Top of Given information

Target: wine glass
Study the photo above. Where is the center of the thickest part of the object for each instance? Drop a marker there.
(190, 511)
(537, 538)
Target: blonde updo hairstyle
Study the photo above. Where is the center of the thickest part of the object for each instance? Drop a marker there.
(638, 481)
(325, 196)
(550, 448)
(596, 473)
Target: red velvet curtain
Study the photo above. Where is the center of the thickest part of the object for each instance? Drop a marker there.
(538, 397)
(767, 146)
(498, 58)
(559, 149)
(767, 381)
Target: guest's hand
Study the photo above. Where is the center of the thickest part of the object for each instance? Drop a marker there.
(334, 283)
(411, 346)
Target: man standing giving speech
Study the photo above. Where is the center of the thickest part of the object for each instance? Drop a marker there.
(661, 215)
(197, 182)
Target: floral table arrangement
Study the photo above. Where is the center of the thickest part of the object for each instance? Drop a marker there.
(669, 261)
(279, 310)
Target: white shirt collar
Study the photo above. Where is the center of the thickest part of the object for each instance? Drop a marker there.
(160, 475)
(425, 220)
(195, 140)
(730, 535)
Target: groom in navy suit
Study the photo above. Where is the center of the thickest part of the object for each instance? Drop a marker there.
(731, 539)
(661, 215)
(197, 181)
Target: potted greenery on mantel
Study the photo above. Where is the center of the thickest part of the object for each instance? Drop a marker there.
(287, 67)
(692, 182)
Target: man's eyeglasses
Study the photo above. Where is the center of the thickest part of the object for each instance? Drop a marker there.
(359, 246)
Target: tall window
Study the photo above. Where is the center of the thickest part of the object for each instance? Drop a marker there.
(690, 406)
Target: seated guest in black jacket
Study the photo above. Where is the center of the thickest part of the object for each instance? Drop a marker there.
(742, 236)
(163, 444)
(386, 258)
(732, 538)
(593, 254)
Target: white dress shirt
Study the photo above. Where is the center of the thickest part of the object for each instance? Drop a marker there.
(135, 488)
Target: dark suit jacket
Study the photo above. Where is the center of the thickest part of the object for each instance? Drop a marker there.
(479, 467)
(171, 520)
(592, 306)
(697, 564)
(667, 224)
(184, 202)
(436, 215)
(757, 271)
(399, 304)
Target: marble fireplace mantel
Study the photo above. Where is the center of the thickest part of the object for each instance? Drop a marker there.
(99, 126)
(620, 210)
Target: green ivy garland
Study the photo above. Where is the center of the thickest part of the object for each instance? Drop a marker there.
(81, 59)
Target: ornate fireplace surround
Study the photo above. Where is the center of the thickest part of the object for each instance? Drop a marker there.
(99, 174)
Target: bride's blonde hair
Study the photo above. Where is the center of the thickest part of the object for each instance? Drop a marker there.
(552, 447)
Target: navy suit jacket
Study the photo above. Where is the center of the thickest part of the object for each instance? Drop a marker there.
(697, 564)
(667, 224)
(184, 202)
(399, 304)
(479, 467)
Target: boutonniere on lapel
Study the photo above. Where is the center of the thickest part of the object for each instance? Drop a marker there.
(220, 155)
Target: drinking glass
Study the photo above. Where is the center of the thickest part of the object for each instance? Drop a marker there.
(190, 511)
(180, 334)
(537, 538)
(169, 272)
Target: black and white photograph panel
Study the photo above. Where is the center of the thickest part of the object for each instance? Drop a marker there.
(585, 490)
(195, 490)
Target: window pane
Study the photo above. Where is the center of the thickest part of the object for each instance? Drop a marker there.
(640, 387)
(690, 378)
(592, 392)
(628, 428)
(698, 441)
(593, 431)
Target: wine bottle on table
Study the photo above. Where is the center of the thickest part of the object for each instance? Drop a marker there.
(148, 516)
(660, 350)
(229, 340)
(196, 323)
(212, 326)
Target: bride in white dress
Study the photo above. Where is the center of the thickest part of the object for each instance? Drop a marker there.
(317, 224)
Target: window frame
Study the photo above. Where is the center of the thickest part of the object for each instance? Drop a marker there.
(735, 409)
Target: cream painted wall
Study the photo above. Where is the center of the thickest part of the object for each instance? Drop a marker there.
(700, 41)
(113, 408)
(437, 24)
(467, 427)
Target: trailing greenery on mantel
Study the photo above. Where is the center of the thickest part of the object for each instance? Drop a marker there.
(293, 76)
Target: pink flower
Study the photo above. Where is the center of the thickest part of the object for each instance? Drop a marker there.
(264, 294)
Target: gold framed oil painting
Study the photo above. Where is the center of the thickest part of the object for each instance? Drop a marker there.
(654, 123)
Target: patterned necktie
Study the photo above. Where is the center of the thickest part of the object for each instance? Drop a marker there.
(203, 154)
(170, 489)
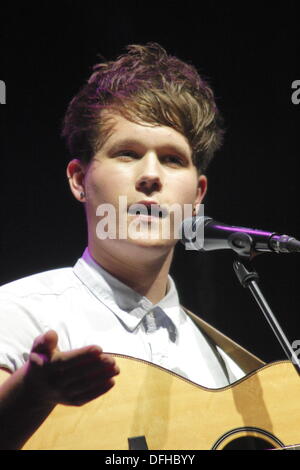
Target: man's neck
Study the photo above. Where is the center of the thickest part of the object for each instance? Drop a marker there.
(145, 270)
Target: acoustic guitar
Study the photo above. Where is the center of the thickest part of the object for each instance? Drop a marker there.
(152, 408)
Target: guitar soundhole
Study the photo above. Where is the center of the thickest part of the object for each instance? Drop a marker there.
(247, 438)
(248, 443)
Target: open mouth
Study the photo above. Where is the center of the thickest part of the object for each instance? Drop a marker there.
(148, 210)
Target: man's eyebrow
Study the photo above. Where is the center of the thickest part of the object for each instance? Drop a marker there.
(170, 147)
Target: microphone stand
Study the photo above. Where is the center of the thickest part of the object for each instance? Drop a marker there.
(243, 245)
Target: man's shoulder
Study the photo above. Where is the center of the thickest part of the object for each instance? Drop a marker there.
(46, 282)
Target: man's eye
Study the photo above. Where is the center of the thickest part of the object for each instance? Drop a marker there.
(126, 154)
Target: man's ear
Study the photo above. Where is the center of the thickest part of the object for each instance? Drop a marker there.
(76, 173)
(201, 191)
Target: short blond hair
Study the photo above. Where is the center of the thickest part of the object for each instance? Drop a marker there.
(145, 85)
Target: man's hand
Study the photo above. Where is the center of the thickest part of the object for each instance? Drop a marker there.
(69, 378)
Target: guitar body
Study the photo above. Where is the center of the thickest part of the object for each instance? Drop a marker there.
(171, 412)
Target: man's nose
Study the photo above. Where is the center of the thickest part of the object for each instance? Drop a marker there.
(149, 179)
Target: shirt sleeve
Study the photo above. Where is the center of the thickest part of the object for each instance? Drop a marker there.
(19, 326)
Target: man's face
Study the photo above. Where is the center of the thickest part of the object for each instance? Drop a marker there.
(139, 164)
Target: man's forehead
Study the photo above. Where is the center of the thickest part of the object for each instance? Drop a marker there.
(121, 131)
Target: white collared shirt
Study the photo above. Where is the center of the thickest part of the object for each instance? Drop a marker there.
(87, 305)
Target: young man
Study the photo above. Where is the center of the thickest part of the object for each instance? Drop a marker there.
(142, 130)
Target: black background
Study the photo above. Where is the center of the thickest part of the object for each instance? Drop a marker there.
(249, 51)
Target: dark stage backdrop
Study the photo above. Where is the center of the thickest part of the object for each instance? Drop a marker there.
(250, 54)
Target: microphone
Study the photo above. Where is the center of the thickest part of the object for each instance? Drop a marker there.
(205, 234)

Bottom of Given information
Top of Given information

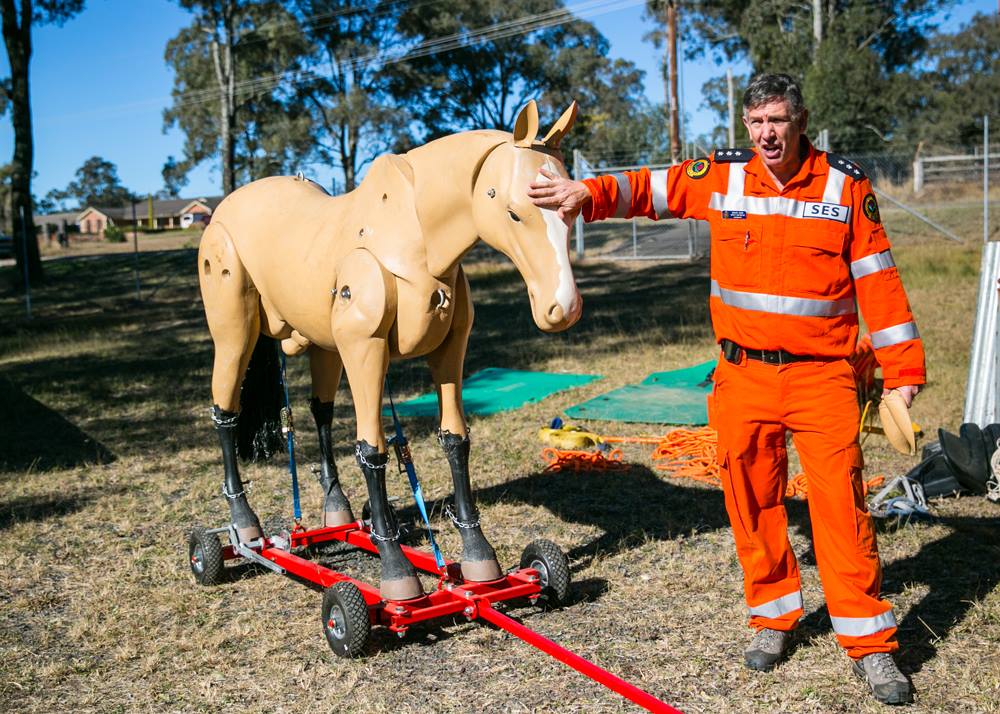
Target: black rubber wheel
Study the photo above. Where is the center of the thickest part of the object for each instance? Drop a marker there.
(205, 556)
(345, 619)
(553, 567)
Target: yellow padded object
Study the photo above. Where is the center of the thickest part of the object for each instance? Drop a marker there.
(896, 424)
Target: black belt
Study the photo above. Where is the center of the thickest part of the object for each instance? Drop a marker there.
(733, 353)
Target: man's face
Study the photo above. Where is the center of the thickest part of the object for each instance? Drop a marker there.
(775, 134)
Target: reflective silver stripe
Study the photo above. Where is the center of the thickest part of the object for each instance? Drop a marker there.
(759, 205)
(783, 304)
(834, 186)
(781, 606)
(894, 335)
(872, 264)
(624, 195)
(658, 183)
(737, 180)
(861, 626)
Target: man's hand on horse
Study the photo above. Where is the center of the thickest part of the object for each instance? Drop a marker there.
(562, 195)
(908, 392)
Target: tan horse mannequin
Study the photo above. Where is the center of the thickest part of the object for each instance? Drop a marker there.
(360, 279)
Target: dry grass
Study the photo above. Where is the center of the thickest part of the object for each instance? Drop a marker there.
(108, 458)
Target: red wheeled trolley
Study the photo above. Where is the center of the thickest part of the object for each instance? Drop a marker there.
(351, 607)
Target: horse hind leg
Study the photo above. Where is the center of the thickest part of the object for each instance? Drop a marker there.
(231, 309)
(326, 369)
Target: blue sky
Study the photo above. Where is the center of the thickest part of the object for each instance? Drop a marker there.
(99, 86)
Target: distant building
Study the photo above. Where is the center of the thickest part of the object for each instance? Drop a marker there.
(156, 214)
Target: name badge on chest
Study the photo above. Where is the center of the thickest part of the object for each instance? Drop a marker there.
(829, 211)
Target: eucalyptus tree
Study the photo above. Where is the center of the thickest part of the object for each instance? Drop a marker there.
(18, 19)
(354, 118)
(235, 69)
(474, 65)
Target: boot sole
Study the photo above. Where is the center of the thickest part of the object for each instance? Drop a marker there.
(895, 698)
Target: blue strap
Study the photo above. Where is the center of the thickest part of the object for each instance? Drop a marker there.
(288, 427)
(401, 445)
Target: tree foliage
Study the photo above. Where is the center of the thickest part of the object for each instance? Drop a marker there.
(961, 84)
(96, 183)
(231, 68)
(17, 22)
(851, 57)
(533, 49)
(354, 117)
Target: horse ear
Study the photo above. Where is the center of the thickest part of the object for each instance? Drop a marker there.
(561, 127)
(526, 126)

Bottom of Given information

- _Exercise_
Extract from the records above the lines from the one containing "Target: blue strap" to the one containing "Target: tree foliage", both lines included, exactly as they appear and with nothing else.

- _Output below_
Target: blue strap
Study the photo above. Where is the center of the thickest part of the object for each instance? Drop a marker there.
(288, 427)
(401, 445)
Target: tree foliage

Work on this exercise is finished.